Written instruction:
Find every line below that contains the word "distant", and copy each of those lines.

"""

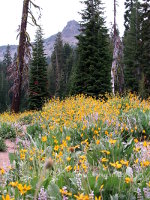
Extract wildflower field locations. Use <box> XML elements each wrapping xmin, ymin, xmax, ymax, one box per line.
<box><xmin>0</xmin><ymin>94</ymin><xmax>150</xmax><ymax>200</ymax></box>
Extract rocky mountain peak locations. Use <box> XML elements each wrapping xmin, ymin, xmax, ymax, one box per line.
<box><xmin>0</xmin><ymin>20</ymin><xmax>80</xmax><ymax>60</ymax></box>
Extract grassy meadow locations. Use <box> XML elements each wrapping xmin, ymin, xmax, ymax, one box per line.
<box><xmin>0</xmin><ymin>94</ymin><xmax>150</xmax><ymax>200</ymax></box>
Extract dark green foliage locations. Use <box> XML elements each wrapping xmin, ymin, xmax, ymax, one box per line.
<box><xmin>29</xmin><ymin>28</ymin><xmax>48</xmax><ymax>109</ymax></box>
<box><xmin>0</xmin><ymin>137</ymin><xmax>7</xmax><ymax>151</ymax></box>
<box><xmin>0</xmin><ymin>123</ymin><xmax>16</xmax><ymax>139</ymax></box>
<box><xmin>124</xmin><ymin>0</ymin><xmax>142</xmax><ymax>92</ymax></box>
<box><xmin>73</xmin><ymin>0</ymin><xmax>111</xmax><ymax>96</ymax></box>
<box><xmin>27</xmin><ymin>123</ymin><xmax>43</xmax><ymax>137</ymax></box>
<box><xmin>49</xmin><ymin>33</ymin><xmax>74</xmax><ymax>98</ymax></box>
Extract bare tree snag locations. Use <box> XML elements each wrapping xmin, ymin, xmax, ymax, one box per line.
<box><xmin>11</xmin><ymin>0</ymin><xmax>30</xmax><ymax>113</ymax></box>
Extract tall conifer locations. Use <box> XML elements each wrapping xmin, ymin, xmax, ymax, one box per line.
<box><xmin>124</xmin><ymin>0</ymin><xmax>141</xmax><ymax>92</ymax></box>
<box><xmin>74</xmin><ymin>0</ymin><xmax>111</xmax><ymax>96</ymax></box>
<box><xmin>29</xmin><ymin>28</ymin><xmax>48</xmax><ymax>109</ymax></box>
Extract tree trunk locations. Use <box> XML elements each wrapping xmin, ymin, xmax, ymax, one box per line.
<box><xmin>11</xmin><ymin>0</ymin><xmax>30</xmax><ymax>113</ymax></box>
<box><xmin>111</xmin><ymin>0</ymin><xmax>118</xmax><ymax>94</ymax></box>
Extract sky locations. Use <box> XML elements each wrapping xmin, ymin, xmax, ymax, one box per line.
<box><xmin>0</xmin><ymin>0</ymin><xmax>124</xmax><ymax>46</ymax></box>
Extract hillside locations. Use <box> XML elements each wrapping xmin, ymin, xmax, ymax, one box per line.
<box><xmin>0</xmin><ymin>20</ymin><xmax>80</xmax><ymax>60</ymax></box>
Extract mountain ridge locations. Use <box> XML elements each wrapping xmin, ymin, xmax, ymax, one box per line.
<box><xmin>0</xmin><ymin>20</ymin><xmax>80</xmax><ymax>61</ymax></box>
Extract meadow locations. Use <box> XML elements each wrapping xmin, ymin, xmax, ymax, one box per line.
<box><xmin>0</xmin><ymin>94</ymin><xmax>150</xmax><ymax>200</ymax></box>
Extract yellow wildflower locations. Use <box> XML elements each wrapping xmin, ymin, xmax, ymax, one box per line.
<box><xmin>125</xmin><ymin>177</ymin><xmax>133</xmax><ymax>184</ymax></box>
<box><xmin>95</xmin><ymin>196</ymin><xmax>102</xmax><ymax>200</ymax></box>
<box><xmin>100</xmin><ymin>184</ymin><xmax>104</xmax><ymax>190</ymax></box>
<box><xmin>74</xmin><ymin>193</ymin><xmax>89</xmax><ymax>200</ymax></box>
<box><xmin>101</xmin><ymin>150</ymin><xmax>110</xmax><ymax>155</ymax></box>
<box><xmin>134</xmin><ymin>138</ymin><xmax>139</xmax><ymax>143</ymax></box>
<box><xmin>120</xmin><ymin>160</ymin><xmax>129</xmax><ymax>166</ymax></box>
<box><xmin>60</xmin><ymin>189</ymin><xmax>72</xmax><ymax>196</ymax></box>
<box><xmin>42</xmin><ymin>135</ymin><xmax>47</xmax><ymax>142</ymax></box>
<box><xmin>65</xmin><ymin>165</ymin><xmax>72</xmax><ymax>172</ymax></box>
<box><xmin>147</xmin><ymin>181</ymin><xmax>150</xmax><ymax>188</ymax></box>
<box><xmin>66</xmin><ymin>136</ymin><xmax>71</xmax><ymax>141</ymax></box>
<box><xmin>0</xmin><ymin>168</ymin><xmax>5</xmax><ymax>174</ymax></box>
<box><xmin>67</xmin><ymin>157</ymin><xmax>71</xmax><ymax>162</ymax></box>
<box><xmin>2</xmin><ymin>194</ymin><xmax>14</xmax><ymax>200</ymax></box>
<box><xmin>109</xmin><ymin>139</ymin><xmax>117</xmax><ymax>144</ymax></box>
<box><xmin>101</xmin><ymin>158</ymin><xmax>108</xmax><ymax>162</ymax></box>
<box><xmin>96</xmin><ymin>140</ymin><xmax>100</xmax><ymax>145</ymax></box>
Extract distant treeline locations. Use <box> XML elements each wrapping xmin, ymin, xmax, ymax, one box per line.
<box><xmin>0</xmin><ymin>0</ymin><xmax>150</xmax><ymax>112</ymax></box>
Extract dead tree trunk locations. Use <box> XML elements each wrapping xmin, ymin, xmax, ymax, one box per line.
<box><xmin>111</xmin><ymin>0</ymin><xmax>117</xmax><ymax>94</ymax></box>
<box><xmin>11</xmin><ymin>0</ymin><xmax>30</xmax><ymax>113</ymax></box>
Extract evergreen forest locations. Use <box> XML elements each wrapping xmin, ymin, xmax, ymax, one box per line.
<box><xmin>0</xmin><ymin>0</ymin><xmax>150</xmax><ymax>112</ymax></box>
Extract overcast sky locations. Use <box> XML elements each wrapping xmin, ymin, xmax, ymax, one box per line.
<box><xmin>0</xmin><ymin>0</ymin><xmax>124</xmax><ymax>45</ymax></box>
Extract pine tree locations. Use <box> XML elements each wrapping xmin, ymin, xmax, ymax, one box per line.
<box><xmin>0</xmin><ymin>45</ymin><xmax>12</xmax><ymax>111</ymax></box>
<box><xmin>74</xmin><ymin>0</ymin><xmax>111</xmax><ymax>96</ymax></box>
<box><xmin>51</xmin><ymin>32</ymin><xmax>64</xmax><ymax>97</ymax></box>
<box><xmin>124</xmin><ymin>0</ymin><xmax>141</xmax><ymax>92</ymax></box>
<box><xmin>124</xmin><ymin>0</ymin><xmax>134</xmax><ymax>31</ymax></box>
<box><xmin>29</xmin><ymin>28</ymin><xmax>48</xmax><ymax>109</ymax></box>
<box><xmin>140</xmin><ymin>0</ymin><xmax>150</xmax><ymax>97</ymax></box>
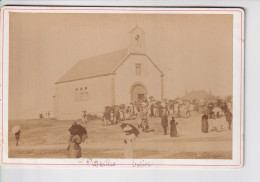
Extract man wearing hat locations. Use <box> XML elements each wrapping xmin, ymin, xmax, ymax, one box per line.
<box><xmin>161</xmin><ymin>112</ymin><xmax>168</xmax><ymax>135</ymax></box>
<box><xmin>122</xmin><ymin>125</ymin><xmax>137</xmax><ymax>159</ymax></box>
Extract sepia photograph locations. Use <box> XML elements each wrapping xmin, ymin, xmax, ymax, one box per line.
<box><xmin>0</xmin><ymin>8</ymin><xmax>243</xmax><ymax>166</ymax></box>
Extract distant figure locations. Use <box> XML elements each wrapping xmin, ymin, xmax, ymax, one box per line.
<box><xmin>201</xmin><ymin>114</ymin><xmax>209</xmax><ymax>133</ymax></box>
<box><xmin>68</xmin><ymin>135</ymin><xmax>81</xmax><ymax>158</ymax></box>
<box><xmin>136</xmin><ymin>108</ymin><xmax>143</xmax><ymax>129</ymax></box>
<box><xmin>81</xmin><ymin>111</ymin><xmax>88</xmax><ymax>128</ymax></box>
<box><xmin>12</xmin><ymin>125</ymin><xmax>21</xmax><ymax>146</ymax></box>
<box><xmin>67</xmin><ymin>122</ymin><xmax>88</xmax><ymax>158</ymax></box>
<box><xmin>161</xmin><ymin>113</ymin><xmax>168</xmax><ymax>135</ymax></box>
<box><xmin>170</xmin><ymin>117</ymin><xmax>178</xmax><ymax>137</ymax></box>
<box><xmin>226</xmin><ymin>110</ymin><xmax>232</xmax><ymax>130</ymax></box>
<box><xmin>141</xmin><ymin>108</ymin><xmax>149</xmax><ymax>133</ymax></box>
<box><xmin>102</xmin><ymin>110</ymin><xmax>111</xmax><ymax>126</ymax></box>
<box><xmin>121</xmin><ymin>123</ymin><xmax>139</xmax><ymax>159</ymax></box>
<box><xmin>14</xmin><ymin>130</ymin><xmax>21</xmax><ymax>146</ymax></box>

"""

Solution to this problem:
Extract distant treeline locations. Use <box> XML elements each wrapping xmin, ymin, xmax, ymax, one box per line.
Extract distant figure locations. Use <box> XML elements each wrapping xmin, ymin, xmax, ymax, one box per line.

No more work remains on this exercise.